┌──
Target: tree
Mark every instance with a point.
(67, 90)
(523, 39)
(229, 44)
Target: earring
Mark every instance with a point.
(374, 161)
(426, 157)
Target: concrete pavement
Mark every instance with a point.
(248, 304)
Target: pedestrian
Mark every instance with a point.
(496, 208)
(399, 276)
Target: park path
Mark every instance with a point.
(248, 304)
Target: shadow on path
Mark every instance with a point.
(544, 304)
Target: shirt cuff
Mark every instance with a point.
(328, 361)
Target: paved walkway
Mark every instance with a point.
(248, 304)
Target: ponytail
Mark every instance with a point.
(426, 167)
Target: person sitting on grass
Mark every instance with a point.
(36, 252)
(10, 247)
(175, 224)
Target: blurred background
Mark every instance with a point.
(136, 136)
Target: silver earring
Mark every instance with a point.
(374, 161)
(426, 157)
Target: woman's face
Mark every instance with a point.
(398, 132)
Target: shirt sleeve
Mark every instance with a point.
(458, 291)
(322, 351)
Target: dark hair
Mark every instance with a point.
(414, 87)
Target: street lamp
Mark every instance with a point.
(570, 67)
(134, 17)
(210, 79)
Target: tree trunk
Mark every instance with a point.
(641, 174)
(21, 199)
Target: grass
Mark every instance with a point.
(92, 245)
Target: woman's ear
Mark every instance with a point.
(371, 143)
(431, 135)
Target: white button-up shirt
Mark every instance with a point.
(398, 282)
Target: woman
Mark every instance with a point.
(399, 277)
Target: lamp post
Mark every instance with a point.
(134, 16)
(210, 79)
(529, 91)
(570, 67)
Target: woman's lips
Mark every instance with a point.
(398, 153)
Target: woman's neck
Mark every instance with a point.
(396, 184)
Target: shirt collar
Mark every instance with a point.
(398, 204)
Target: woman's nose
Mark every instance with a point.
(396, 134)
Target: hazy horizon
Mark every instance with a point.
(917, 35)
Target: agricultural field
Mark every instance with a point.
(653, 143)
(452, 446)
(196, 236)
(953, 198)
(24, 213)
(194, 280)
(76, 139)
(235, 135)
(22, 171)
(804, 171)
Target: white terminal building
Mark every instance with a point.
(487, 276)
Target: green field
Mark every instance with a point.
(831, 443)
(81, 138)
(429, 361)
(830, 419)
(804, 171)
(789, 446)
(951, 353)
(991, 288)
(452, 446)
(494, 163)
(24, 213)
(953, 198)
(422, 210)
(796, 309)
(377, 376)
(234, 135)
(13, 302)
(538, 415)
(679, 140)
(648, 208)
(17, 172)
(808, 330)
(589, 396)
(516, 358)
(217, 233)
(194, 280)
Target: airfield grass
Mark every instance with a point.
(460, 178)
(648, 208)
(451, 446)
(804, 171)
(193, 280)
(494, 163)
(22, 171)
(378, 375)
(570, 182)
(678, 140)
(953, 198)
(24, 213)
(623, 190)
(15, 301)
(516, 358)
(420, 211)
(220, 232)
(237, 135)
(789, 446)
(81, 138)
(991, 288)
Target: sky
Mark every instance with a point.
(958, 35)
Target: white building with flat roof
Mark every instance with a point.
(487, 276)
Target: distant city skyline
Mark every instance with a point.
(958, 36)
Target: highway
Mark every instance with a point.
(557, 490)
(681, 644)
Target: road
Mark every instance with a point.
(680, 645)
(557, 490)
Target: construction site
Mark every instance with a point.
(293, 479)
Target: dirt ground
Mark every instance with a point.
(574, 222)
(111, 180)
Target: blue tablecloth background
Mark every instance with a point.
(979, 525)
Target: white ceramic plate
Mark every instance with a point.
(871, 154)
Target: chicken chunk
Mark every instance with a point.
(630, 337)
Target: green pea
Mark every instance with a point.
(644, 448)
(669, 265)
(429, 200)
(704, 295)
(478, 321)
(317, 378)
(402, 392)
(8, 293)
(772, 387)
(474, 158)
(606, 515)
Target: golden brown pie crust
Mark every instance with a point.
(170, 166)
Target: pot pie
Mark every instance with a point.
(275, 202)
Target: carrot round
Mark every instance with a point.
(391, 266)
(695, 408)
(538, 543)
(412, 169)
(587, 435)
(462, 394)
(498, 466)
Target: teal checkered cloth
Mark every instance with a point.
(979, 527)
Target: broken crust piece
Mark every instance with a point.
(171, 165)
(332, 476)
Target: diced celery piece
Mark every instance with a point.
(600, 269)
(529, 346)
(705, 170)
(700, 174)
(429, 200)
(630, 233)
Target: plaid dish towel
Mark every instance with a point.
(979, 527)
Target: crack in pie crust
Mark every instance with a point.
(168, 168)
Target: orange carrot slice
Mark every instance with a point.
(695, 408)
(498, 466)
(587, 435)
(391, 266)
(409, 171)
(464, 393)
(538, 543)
└──
All of the data, start to finish: please output it exactly.

Target: tree
Mark every instance with a point.
(67, 90)
(523, 39)
(229, 44)
Target: earring
Mark every instance with a point.
(374, 161)
(426, 157)
Target: concrete pavement
Mark every instance with a point.
(248, 304)
Target: pedestrian
Mark every instance with a point.
(496, 208)
(399, 276)
Target: park path
Mark every instance with a point.
(248, 304)
Target: shadow on path
Mark every instance with a point.
(544, 304)
Target: shirt cuff
Mark every instance with a point.
(328, 361)
Target: paved walkway
Mark every instance with a point.
(248, 304)
Target: ponytail
Mark every instance with a point.
(426, 167)
Target: person sitting on grass
Mark every instance with a point.
(36, 252)
(10, 247)
(175, 224)
Target: blurred background
Mark every instance with a point.
(136, 136)
Target: silver earring
Mark every instance with a point.
(374, 161)
(426, 157)
Target: woman's face
Mark every instance with a point.
(398, 132)
Target: shirt sleeve
Mark every instance with a point.
(458, 291)
(322, 351)
Target: dark hair
Mark every instance with a point.
(414, 87)
Target: street lamp
Mark every instance with a point.
(570, 67)
(134, 17)
(210, 79)
Target: tree trunk
Mark every instance with a point.
(641, 174)
(21, 199)
Target: grass
Mark every instance with a point.
(92, 245)
Target: woman's ear
Mark every instance with a point.
(371, 143)
(431, 135)
Target: white button-up shirt
Mark every instance with a point.
(398, 282)
Target: woman
Mark every instance with a point.
(399, 277)
Target: lamp post
Mark every instance with a point.
(134, 16)
(210, 79)
(529, 91)
(570, 67)
Target: woman's lips
Mark every instance with a point.
(398, 153)
Target: woman's neck
Mark every instance with a point.
(396, 184)
Target: shirt collar
Mark every instance with a point.
(398, 204)
Target: woman's nose
Mark every instance with a point.
(396, 134)
Target: hazy horizon
Mark every instance with a point.
(917, 35)
Target: agricultural field
Mark every instance with a point.
(653, 143)
(452, 446)
(196, 236)
(953, 198)
(24, 213)
(194, 280)
(76, 139)
(235, 135)
(22, 171)
(804, 171)
Target: white terminal building
Mark every instance with a point.
(487, 276)
Target: green field
Mark every instance with a point.
(831, 443)
(81, 138)
(429, 361)
(830, 419)
(804, 171)
(789, 446)
(951, 353)
(991, 288)
(452, 446)
(494, 163)
(24, 213)
(953, 198)
(422, 210)
(796, 309)
(377, 376)
(234, 135)
(13, 302)
(538, 415)
(679, 140)
(648, 208)
(17, 172)
(808, 330)
(589, 396)
(516, 358)
(217, 233)
(194, 280)
Target: airfield grass
Mark every instance with a point.
(460, 178)
(648, 208)
(451, 446)
(804, 171)
(193, 280)
(494, 163)
(22, 171)
(378, 375)
(570, 182)
(678, 140)
(953, 198)
(24, 213)
(623, 190)
(15, 301)
(516, 358)
(420, 211)
(220, 232)
(237, 135)
(789, 446)
(81, 138)
(991, 288)
Target: sky
Mark every instance with a point.
(958, 35)
Target: white building with flat roof
Mark every instance with a point.
(487, 276)
Target: distant city skyline
Mark every instance with a point.
(958, 36)
Target: highway
Mark every instance with a point.
(557, 490)
(681, 644)
Target: road
Mark every instance with a point.
(680, 645)
(557, 490)
Target: construction site
Mark every instance with a point.
(293, 479)
Target: dirt ground
Mark every instance with a point.
(574, 222)
(111, 180)
Target: blue tablecloth background
Mark every instance with a point.
(979, 525)
Target: white ceramic plate
Mark every instance with a point.
(871, 154)
Target: chicken chunk
Mark every instance with a point.
(630, 337)
Target: green pea
Mark every instance with a point.
(644, 448)
(669, 265)
(429, 200)
(704, 295)
(478, 321)
(317, 378)
(402, 392)
(8, 293)
(772, 387)
(474, 158)
(606, 515)
Target: golden brown pie crust
Mark every instance with a point.
(170, 166)
Target: pot pie
Mark every instance with a point.
(275, 202)
Target: carrot round
Mark every instance with a point.
(391, 266)
(695, 408)
(538, 543)
(412, 169)
(587, 435)
(462, 394)
(498, 466)
Target: teal checkered cloth
Mark every instance with a point.
(979, 527)
Target: broken crust piece
Mark every instance with a point.
(171, 165)
(332, 476)
Target: diced celery piece
Mark every instance with a point.
(600, 269)
(529, 346)
(705, 170)
(700, 174)
(429, 200)
(630, 233)
Target: plaid dish towel
Mark every instance with a point.
(979, 527)
Target: crack in pie crust
Mark every instance with a point.
(168, 168)
Target: orange carrot slice
Mark every instance with a point.
(695, 408)
(498, 466)
(587, 435)
(391, 266)
(409, 171)
(464, 393)
(538, 543)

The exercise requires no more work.